For the data that follows, return each line unchanged and drop the pictures.

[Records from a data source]
►

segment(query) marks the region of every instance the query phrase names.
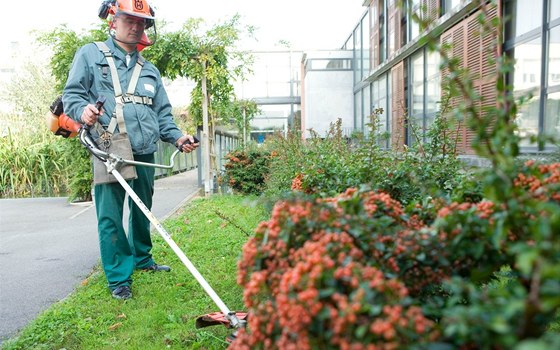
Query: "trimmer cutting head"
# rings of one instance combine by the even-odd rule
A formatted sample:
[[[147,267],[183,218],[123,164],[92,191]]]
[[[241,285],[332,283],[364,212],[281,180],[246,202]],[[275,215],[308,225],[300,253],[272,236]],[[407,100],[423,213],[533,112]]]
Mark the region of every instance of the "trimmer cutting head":
[[[237,338],[237,332],[247,325],[247,313],[242,311],[230,312],[225,315],[223,312],[213,312],[210,314],[199,316],[196,319],[196,328],[204,328],[215,325],[223,325],[226,328],[234,328],[235,331],[230,334],[226,341],[231,343]]]

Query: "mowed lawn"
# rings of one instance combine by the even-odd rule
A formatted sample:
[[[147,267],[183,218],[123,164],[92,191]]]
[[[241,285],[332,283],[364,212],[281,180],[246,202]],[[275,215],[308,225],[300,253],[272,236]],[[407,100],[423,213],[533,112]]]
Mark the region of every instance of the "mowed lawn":
[[[243,244],[268,218],[255,198],[214,195],[189,202],[162,224],[231,310],[243,309],[236,283]],[[2,349],[224,349],[231,330],[195,327],[219,311],[171,248],[153,230],[154,258],[170,273],[135,272],[127,301],[114,300],[98,265],[68,298],[5,341]]]

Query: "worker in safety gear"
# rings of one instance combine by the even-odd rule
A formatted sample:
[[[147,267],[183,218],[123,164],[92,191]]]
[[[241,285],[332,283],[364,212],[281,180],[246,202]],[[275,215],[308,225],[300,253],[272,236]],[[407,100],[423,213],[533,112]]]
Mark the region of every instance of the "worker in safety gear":
[[[154,163],[156,143],[160,139],[183,152],[194,151],[198,143],[175,124],[158,69],[144,61],[139,52],[155,40],[146,35],[148,27],[155,29],[153,9],[146,0],[106,0],[99,16],[107,18],[108,15],[111,16],[109,38],[103,43],[84,45],[74,57],[63,91],[64,112],[82,124],[107,126],[118,114],[120,104],[135,161]],[[141,67],[134,77],[137,63]],[[136,86],[132,87],[133,93],[125,94],[127,88],[130,91],[131,80],[137,80]],[[115,85],[119,82],[122,96],[115,95]],[[100,95],[107,101],[98,110],[95,102]],[[90,130],[95,133],[95,128]],[[137,178],[128,183],[151,209],[154,168],[136,166],[136,172]],[[118,182],[94,186],[101,262],[112,296],[117,299],[132,297],[135,269],[170,271],[168,266],[154,262],[150,221],[130,199],[128,237],[125,234],[122,224],[125,195]]]

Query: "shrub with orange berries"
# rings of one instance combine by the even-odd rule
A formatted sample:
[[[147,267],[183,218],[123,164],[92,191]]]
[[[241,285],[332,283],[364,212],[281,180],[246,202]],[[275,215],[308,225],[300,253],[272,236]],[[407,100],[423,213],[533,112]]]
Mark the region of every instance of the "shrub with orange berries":
[[[243,249],[251,316],[230,348],[504,348],[544,337],[560,305],[558,169],[522,167],[515,203],[432,201],[426,222],[421,204],[379,191],[295,192]]]

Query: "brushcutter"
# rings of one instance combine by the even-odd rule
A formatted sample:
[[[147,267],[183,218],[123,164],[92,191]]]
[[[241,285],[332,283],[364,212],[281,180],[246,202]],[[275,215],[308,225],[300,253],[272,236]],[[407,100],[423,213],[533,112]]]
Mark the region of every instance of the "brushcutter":
[[[98,109],[101,108],[102,102],[98,100]],[[84,125],[78,131],[78,137],[80,142],[87,148],[87,150],[99,160],[105,163],[107,167],[107,172],[112,174],[117,181],[121,184],[121,186],[125,189],[126,193],[132,198],[134,203],[140,208],[140,210],[146,215],[146,217],[150,220],[150,222],[154,225],[157,232],[160,236],[165,240],[165,242],[171,247],[173,252],[179,257],[181,262],[187,267],[189,272],[193,275],[196,281],[200,284],[200,286],[204,289],[206,294],[212,299],[212,301],[216,304],[220,312],[214,312],[211,314],[200,316],[196,320],[196,327],[202,328],[212,325],[224,325],[227,328],[233,328],[234,332],[228,337],[228,341],[232,341],[237,336],[237,332],[241,328],[245,328],[247,321],[247,314],[244,312],[234,312],[231,311],[226,304],[220,299],[218,294],[212,289],[210,284],[202,277],[200,272],[196,269],[196,267],[192,264],[192,262],[187,258],[185,253],[179,248],[177,243],[171,238],[169,233],[163,228],[163,226],[159,223],[157,218],[154,214],[148,209],[148,207],[142,202],[140,197],[134,192],[134,190],[130,187],[130,185],[126,182],[126,180],[122,177],[119,173],[119,168],[124,164],[131,164],[137,166],[148,166],[148,167],[157,167],[163,169],[172,169],[173,162],[175,156],[181,152],[182,146],[180,145],[177,150],[171,155],[171,161],[169,165],[162,165],[162,164],[152,164],[152,163],[145,163],[134,161],[130,159],[123,159],[117,154],[107,153],[99,149],[98,145],[93,140],[90,132],[89,127]],[[195,142],[198,143],[199,141],[195,138]],[[190,141],[187,141],[190,143]]]

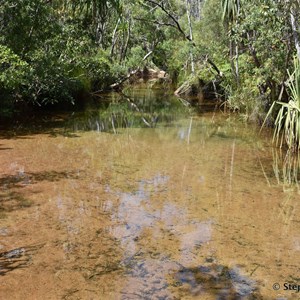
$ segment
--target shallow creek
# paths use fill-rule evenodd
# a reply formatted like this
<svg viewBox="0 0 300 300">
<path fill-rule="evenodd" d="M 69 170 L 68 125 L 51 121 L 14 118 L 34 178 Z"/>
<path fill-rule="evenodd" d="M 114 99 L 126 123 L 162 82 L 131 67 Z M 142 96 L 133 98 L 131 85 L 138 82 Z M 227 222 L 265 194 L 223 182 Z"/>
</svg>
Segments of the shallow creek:
<svg viewBox="0 0 300 300">
<path fill-rule="evenodd" d="M 1 130 L 0 299 L 299 299 L 298 161 L 163 91 L 108 97 Z"/>
</svg>

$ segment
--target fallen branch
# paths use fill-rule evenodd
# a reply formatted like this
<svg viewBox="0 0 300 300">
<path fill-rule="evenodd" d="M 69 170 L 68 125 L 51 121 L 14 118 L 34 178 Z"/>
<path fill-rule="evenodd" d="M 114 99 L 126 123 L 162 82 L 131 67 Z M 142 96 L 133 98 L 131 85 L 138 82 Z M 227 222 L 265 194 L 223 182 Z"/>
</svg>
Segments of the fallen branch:
<svg viewBox="0 0 300 300">
<path fill-rule="evenodd" d="M 136 73 L 138 73 L 140 70 L 140 68 L 137 68 L 134 71 L 131 71 L 127 76 L 121 78 L 119 81 L 111 84 L 109 87 L 114 90 L 115 88 L 119 87 L 123 82 L 125 82 L 126 80 L 128 80 L 129 78 L 131 78 L 132 76 L 134 76 Z"/>
<path fill-rule="evenodd" d="M 143 58 L 143 61 L 146 60 L 151 54 L 153 53 L 153 51 L 149 51 Z"/>
<path fill-rule="evenodd" d="M 132 76 L 134 76 L 136 73 L 138 73 L 140 71 L 141 71 L 140 68 L 137 68 L 136 70 L 131 71 L 125 77 L 123 77 L 120 80 L 118 80 L 117 82 L 111 84 L 106 90 L 115 90 L 115 89 L 117 89 L 123 82 L 130 79 Z M 91 94 L 95 95 L 95 94 L 99 94 L 99 93 L 102 93 L 102 92 L 104 92 L 104 89 L 92 92 Z"/>
</svg>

◄

_Output for this task_
segment(query) marks the region of every instance the query phrase names.
Query: "trimmer cutting head"
# rings of one instance combine by the even-odd rule
A formatted sample:
[[[147,267],[183,218],[123,164],[92,191]]]
[[[241,285],[332,283],[364,212],[281,180],[246,202]],[[275,215],[308,225],[300,253],[272,236]],[[407,100],[423,213],[533,112]]]
Mark the region of every instance of the "trimmer cutting head":
[[[237,338],[237,332],[247,325],[247,313],[242,311],[230,312],[225,315],[223,312],[213,312],[210,314],[199,316],[196,319],[196,328],[204,328],[215,325],[223,325],[226,328],[234,328],[235,331],[230,334],[226,341],[231,343]]]

Query: "mowed lawn"
# rings of one instance combine by the even-odd rule
A formatted sample:
[[[147,267],[183,218],[123,164],[92,191]]]
[[[241,285],[332,283],[364,212],[281,180],[246,202]],[[275,215],[308,225],[300,253],[272,236]],[[407,100],[423,213],[533,112]]]
Mark the region of every instance of the "mowed lawn":
[[[243,244],[268,218],[255,198],[214,195],[189,202],[162,224],[231,310],[243,309],[236,283]],[[2,349],[224,349],[231,330],[195,327],[219,311],[171,248],[153,230],[154,258],[170,273],[135,272],[127,301],[114,300],[98,265],[68,298],[5,341]]]

Query: "worker in safety gear"
# rings of one instance combine by the even-odd rule
A formatted sample:
[[[147,267],[183,218],[123,164],[92,191]]]
[[[241,285],[332,283],[364,212],[281,180],[246,202]],[[275,215],[308,225],[300,253],[272,236]],[[407,100],[423,213],[533,112]]]
Mark the region of every instance of the "worker in safety gear":
[[[154,163],[156,143],[160,139],[183,152],[194,151],[198,143],[175,124],[158,69],[144,61],[139,52],[155,40],[146,35],[148,27],[155,29],[153,9],[146,0],[106,0],[99,16],[107,18],[108,15],[111,16],[109,38],[103,43],[84,45],[74,57],[63,91],[64,112],[82,124],[107,126],[118,114],[120,104],[135,161]],[[141,67],[134,77],[137,63]],[[136,86],[132,87],[133,93],[125,94],[127,88],[130,91],[131,80],[137,80]],[[115,85],[119,82],[122,96],[115,95]],[[100,95],[107,101],[98,110],[95,102]],[[90,130],[95,133],[95,128]],[[137,178],[128,183],[151,209],[154,168],[136,166],[136,172]],[[118,182],[94,186],[101,262],[112,296],[117,299],[132,297],[135,269],[170,271],[168,266],[154,262],[150,221],[130,199],[128,237],[125,234],[122,224],[125,195]]]

Query: "shrub with orange berries"
# rings of one instance combine by the even-odd rule
A formatted sample:
[[[147,267],[183,218],[123,164],[92,191]]]
[[[241,285],[332,283],[364,212],[281,180],[246,202]],[[275,215],[308,225],[300,253],[272,236]],[[407,100],[423,213],[533,112]]]
Mark the region of every instance of the "shrub with orange berries":
[[[243,249],[251,316],[230,348],[504,348],[544,337],[560,305],[558,169],[522,167],[515,203],[432,201],[426,222],[421,204],[379,191],[295,192]]]

Query: "brushcutter"
# rings of one instance combine by the even-odd rule
A formatted sample:
[[[147,267],[183,218],[123,164],[92,191]]]
[[[241,285],[332,283],[364,212],[281,180],[246,202]],[[275,215],[308,225],[300,253],[272,236]],[[407,100],[423,213],[533,112]]]
Mark the region of every instance of the "brushcutter":
[[[98,109],[101,108],[102,102],[98,100]],[[84,125],[78,131],[78,137],[80,142],[87,148],[87,150],[99,160],[105,163],[107,167],[107,172],[112,174],[117,181],[121,184],[121,186],[125,189],[126,193],[132,198],[134,203],[140,208],[140,210],[146,215],[146,217],[150,220],[150,222],[154,225],[157,232],[160,236],[165,240],[165,242],[171,247],[173,252],[179,257],[181,262],[187,267],[189,272],[193,275],[196,281],[200,284],[200,286],[204,289],[206,294],[212,299],[212,301],[216,304],[220,312],[214,312],[211,314],[200,316],[196,320],[196,327],[202,328],[212,325],[224,325],[227,328],[233,328],[234,332],[228,337],[228,341],[232,341],[237,336],[237,332],[241,328],[245,328],[247,321],[247,314],[244,312],[234,312],[231,311],[226,304],[220,299],[218,294],[212,289],[210,284],[202,277],[200,272],[196,269],[196,267],[192,264],[192,262],[187,258],[185,253],[179,248],[177,243],[171,238],[169,233],[163,228],[163,226],[159,223],[157,218],[154,214],[148,209],[148,207],[142,202],[140,197],[134,192],[134,190],[130,187],[130,185],[126,182],[126,180],[122,177],[119,173],[119,168],[124,164],[131,164],[137,166],[148,166],[148,167],[157,167],[163,169],[172,169],[173,162],[175,156],[181,152],[182,146],[180,145],[177,150],[171,155],[171,161],[169,165],[162,165],[162,164],[152,164],[152,163],[145,163],[134,161],[130,159],[123,159],[117,154],[107,153],[99,149],[98,145],[93,140],[90,132],[89,127]],[[195,142],[198,143],[199,141],[195,138]],[[190,141],[187,141],[190,143]]]

$ segment
--target shallow creek
# paths use fill-rule evenodd
# a reply formatted like this
<svg viewBox="0 0 300 300">
<path fill-rule="evenodd" d="M 69 170 L 68 125 L 51 121 L 14 118 L 34 178 Z"/>
<path fill-rule="evenodd" d="M 114 99 L 126 123 L 162 82 L 131 67 Z M 142 96 L 133 98 L 131 85 L 138 82 Z M 227 222 L 265 194 L 223 182 Z"/>
</svg>
Segments of the shallow creek:
<svg viewBox="0 0 300 300">
<path fill-rule="evenodd" d="M 1 130 L 0 299 L 299 299 L 298 161 L 163 91 L 108 97 Z"/>
</svg>

$ segment
--target fallen branch
# paths use fill-rule evenodd
# a reply formatted like this
<svg viewBox="0 0 300 300">
<path fill-rule="evenodd" d="M 69 170 L 68 125 L 51 121 L 14 118 L 34 178 Z"/>
<path fill-rule="evenodd" d="M 114 99 L 126 123 L 162 82 L 131 67 Z M 142 96 L 133 98 L 131 85 L 138 82 Z M 227 222 L 265 194 L 223 182 Z"/>
</svg>
Segments of the fallen branch:
<svg viewBox="0 0 300 300">
<path fill-rule="evenodd" d="M 136 73 L 138 73 L 140 70 L 140 68 L 137 68 L 134 71 L 131 71 L 127 76 L 121 78 L 119 81 L 111 84 L 109 87 L 114 90 L 115 88 L 119 87 L 123 82 L 125 82 L 126 80 L 128 80 L 129 78 L 131 78 L 132 76 L 134 76 Z"/>
<path fill-rule="evenodd" d="M 143 58 L 143 61 L 146 60 L 151 54 L 153 53 L 153 51 L 149 51 Z"/>
<path fill-rule="evenodd" d="M 132 76 L 134 76 L 136 73 L 138 73 L 140 71 L 141 71 L 140 68 L 137 68 L 136 70 L 131 71 L 125 77 L 123 77 L 120 80 L 118 80 L 117 82 L 111 84 L 106 90 L 115 90 L 115 89 L 117 89 L 123 82 L 130 79 Z M 91 94 L 95 95 L 95 94 L 99 94 L 99 93 L 102 93 L 102 92 L 104 92 L 104 89 L 92 92 Z"/>
</svg>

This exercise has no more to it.